■ **Objective**:
State how many lines in the rows below contain the string "beanie", matching case exactly, and give only that number.

** begin Information supplied **

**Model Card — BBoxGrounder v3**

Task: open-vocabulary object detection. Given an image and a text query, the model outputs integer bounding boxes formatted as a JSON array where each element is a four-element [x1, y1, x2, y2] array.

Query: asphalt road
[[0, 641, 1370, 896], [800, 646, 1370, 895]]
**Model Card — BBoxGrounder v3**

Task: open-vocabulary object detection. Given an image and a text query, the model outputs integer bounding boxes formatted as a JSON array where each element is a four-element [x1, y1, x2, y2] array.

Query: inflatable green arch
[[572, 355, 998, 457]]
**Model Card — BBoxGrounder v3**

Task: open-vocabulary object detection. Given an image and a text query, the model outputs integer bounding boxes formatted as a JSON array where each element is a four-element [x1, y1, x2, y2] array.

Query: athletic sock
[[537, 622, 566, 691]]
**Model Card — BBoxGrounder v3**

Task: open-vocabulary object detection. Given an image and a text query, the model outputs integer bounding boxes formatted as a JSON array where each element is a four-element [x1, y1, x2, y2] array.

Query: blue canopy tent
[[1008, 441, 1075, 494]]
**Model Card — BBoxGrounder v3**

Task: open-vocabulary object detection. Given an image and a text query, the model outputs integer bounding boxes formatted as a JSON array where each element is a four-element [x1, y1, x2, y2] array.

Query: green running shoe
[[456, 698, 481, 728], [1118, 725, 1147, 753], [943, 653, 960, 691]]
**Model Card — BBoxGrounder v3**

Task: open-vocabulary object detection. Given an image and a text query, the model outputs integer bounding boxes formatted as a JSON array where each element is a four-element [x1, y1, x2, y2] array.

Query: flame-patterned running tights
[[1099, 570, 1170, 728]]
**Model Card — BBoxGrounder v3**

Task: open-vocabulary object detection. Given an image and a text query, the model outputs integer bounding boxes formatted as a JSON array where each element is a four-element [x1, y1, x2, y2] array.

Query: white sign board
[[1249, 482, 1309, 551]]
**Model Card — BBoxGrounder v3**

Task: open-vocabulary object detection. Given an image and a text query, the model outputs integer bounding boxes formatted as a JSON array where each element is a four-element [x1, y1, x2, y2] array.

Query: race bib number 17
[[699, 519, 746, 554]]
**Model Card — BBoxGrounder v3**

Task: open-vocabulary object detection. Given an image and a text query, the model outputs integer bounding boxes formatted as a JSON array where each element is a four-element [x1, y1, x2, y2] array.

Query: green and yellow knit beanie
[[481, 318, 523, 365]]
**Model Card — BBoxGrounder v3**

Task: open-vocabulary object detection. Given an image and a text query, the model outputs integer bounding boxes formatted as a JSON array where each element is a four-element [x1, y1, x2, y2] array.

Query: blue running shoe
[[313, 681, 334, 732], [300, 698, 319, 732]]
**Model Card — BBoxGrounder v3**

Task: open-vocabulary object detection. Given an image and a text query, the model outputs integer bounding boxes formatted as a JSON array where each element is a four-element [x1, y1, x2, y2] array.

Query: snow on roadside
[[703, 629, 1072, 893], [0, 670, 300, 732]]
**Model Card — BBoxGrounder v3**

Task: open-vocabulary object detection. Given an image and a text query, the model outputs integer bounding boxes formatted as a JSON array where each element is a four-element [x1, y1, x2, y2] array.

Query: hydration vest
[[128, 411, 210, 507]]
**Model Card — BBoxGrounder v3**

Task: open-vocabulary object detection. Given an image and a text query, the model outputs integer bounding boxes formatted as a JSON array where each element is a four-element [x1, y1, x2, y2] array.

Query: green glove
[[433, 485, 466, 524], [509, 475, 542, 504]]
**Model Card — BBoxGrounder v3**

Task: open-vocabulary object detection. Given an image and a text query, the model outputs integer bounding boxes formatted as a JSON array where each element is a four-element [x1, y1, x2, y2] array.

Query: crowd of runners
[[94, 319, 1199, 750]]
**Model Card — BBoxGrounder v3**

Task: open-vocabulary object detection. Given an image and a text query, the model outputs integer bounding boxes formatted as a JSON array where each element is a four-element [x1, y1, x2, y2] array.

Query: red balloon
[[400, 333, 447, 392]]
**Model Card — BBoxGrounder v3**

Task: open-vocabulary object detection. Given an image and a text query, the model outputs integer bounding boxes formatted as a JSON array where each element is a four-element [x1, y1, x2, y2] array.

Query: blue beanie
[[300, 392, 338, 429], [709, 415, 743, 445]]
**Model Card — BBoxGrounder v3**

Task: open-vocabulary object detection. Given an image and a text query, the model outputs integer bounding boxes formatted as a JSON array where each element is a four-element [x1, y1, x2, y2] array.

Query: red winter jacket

** end Information supplied **

■ **The answer**:
2